▶ _SET TASKS_:
(1) List every year mentioned in the Meeker Massacre text.
(2) In the records, swap "marker" for "pin" from the line with "of the green" through the end of the records, leaving everything else unchanged, and give only those lines.

▶ _TEXT_:
-- Begin --

Meeker Massacre
Meeker Massacre was a conflict that occurred when the Utes attacked an Indian agency on September 29, 1879. They killed the Indian agent, Nathan Meeker and his 10 male employees. They took some women and children—including Meeker's wife and daughter—as hostages to secure their own safety as they fled and held them for 23 days. Troops from Fort Steele in Wyoming were called in.
Background
In 1878, Nathan Meeker was appointed United States (US) Indian agent at the White River Ute Indian Reservation, on the western side of the continental divide. He received this appointment, although he lacked experience with Native Americans. While living among the Ute, Meeker tried to extend his policy of religious and farming reforms, but they were used to a hunter-gatherer lifestyle with seasonal bison hunting, as opposed to one which would require them to settle on a particular piece of land.[1]
Frederick Walker Pitkin, the recently elected Governor of Colorado, had campaigned on a theme of "The Utes Must Go!"; both he and other local politicians and settlers made exaggerated claims against the Ute. They wanted to gain the rich land occupied by the Ute under the Treaty of 1867.[2]
Nathan Meeker, and Indian agent, had a tense conversation with an irate Ute chief after he began to force an agricultural lifestyle on the Utes. Meeker wired for military assistance, claiming that he had been assaulted by an Indian, driven from his home, and severely injured. The government sent approximately 150-200 soldiers, led by Major Thomas T. Thornburgh, commander of Fort Steele in Wyoming, to settle the affair. When the troops were about 50 miles (80 km) from the Indian Agency, a group of Ute rode out to meet them. The Ute said they wanted a peace conference with Meeker, and would allow Thornburgh and five soldiers to come. Remembering the Sand Creek Massacre of 1864, the Ute wanted the main body of soldiers to stay 50 miles (80 km) away on a hill which they designated. Thornburgh ignored their demand and continued into the restricted Ute land.

-- End --

▶ _DATA FOR THIS EXERCISE_:
-- Begin --

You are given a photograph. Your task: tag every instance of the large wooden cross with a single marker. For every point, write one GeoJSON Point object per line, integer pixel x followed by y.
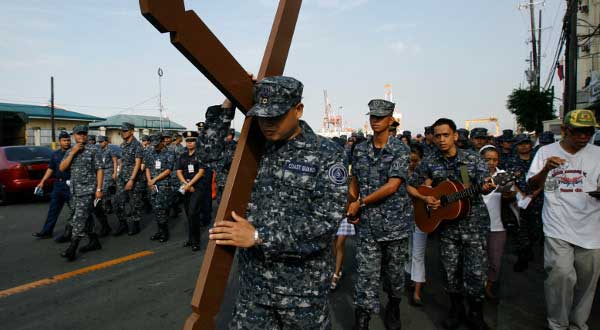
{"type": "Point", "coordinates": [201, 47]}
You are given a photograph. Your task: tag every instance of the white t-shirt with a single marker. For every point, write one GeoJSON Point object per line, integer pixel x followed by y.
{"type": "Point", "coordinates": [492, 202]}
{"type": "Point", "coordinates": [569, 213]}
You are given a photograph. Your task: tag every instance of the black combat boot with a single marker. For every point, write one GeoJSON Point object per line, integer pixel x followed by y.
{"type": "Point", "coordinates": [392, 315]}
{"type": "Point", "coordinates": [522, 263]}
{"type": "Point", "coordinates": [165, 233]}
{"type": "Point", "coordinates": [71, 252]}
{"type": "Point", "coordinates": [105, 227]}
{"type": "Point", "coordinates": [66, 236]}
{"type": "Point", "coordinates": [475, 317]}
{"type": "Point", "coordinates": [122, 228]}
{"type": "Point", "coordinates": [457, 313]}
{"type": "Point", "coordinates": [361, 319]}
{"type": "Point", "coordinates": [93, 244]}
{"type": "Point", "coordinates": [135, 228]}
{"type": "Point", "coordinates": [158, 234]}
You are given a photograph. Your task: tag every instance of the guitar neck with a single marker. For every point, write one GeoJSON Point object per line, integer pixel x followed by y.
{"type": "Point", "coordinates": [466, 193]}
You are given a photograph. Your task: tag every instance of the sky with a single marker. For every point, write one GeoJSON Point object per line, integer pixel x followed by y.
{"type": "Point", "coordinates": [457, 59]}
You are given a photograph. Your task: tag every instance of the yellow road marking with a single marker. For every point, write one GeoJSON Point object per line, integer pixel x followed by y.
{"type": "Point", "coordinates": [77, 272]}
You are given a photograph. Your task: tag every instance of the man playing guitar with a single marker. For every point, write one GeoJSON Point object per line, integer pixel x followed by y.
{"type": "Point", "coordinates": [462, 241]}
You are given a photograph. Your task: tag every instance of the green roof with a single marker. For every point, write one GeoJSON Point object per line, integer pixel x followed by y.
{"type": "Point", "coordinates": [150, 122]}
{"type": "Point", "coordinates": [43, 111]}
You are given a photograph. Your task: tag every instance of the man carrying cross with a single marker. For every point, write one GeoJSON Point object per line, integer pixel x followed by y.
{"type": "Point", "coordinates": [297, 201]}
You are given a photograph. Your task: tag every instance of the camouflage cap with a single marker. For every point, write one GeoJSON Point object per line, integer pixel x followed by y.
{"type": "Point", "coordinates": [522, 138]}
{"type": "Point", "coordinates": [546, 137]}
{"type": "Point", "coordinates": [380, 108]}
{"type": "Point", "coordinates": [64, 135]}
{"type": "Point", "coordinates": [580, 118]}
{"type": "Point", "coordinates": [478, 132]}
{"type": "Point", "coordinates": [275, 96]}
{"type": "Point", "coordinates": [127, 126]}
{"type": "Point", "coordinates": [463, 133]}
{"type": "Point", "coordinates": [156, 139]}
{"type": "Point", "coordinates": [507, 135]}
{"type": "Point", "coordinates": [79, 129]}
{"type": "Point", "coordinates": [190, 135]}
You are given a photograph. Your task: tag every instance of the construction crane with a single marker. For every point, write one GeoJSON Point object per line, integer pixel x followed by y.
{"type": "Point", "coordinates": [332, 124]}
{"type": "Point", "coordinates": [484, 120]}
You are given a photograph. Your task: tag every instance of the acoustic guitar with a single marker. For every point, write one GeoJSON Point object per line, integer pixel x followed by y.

-- End --

▶ _FULL SOLUTIONS_:
(1) 1879, 1878, 1867, 1864

(2)
You are given a photograph. Your task: tag every instance of the green roof with a single pin. For every point, write one GeoJSON Point object per line, integer pixel x followed by y.
{"type": "Point", "coordinates": [150, 122]}
{"type": "Point", "coordinates": [43, 111]}
You are given a photograph. Your task: tag every instance of the man carrying cross with a single pin. For every point, write one GeoJSON Point object per line, integer pixel x followed by y.
{"type": "Point", "coordinates": [297, 201]}
You are given a photograph. Your task: tag every instance of the camouflage cap with a single pin. For every point, write one GeoJSON Point object per line, integer pixel x followed by y.
{"type": "Point", "coordinates": [522, 138]}
{"type": "Point", "coordinates": [546, 137]}
{"type": "Point", "coordinates": [380, 108]}
{"type": "Point", "coordinates": [64, 135]}
{"type": "Point", "coordinates": [580, 118]}
{"type": "Point", "coordinates": [478, 132]}
{"type": "Point", "coordinates": [275, 96]}
{"type": "Point", "coordinates": [127, 126]}
{"type": "Point", "coordinates": [463, 133]}
{"type": "Point", "coordinates": [156, 139]}
{"type": "Point", "coordinates": [507, 135]}
{"type": "Point", "coordinates": [79, 129]}
{"type": "Point", "coordinates": [190, 135]}
You are given a photograph. Your task: tag every instance of the construction crane with a single pin. For every point, write one GeoJSON Point object per line, integer pixel x followed by y.
{"type": "Point", "coordinates": [332, 124]}
{"type": "Point", "coordinates": [484, 120]}
You are given a photograph. Your task: tag every instance of the acoustic guitar with a single pin. For every point, write one GeoJSON Point object per line, integer pixel x followed by y.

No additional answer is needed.